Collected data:
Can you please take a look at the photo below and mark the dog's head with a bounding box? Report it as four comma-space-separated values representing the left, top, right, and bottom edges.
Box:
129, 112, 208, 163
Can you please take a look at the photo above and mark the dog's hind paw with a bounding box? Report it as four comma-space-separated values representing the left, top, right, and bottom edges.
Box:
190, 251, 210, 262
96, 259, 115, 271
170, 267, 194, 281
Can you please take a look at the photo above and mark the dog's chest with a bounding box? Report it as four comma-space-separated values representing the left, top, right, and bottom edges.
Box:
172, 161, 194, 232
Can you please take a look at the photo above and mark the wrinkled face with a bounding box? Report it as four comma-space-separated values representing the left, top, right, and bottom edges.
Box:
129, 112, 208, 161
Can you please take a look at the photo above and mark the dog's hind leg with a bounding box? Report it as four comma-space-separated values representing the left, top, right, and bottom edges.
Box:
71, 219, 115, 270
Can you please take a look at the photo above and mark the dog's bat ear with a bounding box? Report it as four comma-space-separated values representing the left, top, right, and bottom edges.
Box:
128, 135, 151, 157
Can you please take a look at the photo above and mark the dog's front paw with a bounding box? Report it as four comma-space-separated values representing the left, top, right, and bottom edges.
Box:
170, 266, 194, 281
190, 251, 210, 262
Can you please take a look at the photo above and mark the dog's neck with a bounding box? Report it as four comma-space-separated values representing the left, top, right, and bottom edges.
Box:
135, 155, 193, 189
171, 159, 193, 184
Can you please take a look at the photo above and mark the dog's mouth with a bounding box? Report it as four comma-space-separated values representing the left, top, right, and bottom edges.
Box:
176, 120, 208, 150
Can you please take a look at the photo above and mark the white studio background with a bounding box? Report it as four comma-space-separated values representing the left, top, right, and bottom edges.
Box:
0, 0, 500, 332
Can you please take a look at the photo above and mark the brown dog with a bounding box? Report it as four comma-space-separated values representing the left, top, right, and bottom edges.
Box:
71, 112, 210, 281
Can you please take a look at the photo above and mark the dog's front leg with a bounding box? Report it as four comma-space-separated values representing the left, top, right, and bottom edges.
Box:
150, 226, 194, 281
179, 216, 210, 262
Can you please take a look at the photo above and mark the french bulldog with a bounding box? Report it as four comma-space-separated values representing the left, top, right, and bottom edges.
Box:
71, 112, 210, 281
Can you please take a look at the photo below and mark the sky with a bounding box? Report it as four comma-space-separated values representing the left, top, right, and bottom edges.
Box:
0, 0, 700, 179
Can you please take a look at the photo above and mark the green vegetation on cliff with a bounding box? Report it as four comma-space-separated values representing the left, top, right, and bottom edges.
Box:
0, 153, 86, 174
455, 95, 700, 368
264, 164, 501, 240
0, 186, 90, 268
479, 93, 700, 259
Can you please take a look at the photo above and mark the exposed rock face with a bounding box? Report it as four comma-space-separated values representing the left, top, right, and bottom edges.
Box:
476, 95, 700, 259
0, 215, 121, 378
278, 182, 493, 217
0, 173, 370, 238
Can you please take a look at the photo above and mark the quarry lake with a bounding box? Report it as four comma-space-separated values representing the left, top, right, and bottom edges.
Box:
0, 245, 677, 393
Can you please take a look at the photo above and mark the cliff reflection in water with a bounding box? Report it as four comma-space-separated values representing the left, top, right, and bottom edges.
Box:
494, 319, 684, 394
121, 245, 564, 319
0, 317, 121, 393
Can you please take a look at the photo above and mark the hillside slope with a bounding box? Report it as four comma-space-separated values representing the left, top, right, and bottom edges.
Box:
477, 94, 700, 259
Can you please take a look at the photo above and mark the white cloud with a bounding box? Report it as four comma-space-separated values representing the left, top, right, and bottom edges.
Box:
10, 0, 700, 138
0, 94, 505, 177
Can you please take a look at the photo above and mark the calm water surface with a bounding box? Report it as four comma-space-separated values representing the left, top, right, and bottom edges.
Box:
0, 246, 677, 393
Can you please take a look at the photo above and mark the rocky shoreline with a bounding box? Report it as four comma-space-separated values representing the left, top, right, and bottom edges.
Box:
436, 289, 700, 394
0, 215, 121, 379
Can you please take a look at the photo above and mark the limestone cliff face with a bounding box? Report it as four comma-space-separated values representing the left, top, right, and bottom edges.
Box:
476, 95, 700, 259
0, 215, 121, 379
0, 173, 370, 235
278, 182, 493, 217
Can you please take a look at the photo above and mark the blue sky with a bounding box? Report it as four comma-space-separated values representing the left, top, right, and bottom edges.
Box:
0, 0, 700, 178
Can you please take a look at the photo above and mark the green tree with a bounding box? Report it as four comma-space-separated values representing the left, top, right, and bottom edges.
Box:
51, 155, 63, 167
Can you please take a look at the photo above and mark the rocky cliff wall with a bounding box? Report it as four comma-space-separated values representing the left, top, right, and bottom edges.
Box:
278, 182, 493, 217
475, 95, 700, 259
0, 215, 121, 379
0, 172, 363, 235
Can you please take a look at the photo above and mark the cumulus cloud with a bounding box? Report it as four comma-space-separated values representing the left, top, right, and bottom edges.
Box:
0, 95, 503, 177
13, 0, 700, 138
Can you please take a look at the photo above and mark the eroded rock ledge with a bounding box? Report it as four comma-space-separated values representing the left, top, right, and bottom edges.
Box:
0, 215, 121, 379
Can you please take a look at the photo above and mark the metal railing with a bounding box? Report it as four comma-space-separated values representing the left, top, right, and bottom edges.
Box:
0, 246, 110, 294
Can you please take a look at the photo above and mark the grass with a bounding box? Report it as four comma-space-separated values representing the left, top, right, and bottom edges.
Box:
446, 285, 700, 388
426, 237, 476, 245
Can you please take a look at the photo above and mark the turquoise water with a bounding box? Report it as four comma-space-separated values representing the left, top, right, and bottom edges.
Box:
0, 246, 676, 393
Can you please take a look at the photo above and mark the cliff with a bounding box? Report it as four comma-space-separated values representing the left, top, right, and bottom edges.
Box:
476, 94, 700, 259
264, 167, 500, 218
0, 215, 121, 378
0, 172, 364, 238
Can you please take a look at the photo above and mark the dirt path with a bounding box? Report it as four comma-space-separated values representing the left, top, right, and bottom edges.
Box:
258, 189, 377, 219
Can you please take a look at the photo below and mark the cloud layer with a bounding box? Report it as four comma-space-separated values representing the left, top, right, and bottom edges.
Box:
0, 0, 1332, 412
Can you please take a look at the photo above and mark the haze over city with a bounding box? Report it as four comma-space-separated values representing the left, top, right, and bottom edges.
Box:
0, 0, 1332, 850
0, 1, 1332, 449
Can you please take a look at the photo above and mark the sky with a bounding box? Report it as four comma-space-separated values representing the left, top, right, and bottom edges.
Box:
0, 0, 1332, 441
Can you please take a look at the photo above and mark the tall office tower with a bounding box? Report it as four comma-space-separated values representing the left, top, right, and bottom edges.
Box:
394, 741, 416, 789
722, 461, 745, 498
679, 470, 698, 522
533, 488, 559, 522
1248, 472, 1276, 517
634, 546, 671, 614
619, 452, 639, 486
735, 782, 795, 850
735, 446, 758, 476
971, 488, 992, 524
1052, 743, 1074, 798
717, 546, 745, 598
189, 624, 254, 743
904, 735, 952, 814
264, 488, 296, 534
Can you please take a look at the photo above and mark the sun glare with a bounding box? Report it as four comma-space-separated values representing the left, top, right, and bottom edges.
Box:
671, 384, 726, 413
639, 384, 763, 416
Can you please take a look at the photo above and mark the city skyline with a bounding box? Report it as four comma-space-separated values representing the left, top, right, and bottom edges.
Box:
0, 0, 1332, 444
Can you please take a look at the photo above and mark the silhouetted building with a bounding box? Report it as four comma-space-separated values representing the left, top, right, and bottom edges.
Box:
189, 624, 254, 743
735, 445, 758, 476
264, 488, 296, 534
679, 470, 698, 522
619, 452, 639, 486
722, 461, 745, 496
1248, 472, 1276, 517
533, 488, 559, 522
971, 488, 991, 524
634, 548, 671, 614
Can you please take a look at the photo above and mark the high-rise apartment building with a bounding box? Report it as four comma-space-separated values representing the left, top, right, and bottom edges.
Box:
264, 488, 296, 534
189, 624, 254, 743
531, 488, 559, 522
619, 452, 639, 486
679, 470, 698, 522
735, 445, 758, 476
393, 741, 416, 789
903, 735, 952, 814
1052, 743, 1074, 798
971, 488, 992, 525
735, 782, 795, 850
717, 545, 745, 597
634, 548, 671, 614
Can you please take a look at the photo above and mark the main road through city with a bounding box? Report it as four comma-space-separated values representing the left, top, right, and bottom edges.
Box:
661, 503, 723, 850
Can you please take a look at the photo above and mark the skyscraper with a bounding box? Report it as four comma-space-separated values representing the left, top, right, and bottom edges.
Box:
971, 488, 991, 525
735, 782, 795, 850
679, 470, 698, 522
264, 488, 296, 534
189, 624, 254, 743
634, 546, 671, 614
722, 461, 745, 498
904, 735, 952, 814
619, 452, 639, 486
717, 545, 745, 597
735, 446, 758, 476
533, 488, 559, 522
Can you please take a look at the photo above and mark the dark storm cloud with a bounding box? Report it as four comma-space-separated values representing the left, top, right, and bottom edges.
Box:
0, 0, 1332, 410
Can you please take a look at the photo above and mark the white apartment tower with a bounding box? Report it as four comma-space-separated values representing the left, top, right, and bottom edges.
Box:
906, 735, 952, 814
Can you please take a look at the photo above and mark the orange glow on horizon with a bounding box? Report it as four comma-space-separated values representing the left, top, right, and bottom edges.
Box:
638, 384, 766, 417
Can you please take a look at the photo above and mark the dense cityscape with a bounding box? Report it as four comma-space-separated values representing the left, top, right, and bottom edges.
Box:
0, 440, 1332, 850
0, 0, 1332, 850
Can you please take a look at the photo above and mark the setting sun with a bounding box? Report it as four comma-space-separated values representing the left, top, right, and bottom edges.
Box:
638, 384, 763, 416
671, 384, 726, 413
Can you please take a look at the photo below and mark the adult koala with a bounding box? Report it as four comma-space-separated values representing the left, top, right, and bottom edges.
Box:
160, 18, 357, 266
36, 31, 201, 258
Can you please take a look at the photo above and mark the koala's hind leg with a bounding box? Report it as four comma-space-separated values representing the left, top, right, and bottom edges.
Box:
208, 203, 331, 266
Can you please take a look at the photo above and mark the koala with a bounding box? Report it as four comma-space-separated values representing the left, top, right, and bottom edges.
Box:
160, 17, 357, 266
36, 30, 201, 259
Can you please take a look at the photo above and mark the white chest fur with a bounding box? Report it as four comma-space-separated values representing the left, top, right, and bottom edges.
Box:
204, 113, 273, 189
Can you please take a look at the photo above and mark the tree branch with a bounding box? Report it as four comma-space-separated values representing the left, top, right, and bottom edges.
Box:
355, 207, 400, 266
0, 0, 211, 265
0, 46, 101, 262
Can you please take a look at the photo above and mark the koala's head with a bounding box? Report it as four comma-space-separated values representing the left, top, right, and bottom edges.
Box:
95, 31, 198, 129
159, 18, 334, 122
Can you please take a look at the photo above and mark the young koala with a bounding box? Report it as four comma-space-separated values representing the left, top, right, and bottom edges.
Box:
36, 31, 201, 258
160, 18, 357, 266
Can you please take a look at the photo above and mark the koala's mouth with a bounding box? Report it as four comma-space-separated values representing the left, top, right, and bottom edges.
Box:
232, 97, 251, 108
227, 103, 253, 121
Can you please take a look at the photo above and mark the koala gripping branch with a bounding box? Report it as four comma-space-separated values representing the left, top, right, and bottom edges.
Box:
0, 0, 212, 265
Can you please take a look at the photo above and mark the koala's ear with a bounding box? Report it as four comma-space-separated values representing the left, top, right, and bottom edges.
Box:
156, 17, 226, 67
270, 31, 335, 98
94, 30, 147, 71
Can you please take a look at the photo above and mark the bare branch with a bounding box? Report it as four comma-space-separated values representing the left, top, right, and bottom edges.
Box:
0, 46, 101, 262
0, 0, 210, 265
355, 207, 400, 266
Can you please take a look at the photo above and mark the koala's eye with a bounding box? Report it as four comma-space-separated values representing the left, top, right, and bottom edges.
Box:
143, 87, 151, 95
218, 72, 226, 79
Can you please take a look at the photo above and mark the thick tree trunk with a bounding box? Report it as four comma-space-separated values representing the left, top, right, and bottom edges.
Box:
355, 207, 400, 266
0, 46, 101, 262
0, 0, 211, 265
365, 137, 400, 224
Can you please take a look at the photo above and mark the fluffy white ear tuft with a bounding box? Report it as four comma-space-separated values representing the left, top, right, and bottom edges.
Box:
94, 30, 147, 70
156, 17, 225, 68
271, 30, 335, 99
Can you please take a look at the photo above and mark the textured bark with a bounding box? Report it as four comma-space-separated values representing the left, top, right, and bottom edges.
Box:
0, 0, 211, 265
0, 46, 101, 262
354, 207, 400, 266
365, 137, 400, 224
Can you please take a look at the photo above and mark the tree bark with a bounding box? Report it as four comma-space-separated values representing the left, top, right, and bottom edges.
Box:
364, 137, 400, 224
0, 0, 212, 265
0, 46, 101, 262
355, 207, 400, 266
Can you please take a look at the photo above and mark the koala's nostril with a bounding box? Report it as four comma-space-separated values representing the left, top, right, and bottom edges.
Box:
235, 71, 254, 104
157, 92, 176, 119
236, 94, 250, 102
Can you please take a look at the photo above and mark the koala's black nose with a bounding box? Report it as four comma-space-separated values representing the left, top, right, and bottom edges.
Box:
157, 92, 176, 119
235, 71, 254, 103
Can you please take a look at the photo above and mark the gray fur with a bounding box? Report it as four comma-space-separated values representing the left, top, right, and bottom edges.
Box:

• **TASK INSTRUCTIONS**
Swap "bounding box" for "rectangle" in the entries from the line with "mark the setting" to the line with "36, 30, 201, 259", and give back only those lines with nothing else altered.

• **OUTPUT FOR THIS TASK**
Can you please take a look at the photo above and mark the setting sun with a rectangle? Report it as four comma-space-separated values representing the left, top, right, and bottom edges.
Box:
638, 384, 763, 416
671, 384, 726, 413
Can you please take a look at the photo below and mark the adult koala with a rectangle? Report it as four comma-space-separated values representing the left, top, right, and bottom edges.
Box:
160, 18, 357, 266
36, 31, 201, 258
Can you please take a look at the photo above and mark the koala's hind leg with a rectangle? Report it as four comma-space-separated values representing the left, top, right, and bottom edges.
Box:
208, 203, 331, 266
Can you please take a look at the photo above and mark the koala with a rectangle? Report it as four comma-space-separated values representing the left, top, right, and bottom edges.
Box:
160, 17, 357, 266
36, 30, 201, 259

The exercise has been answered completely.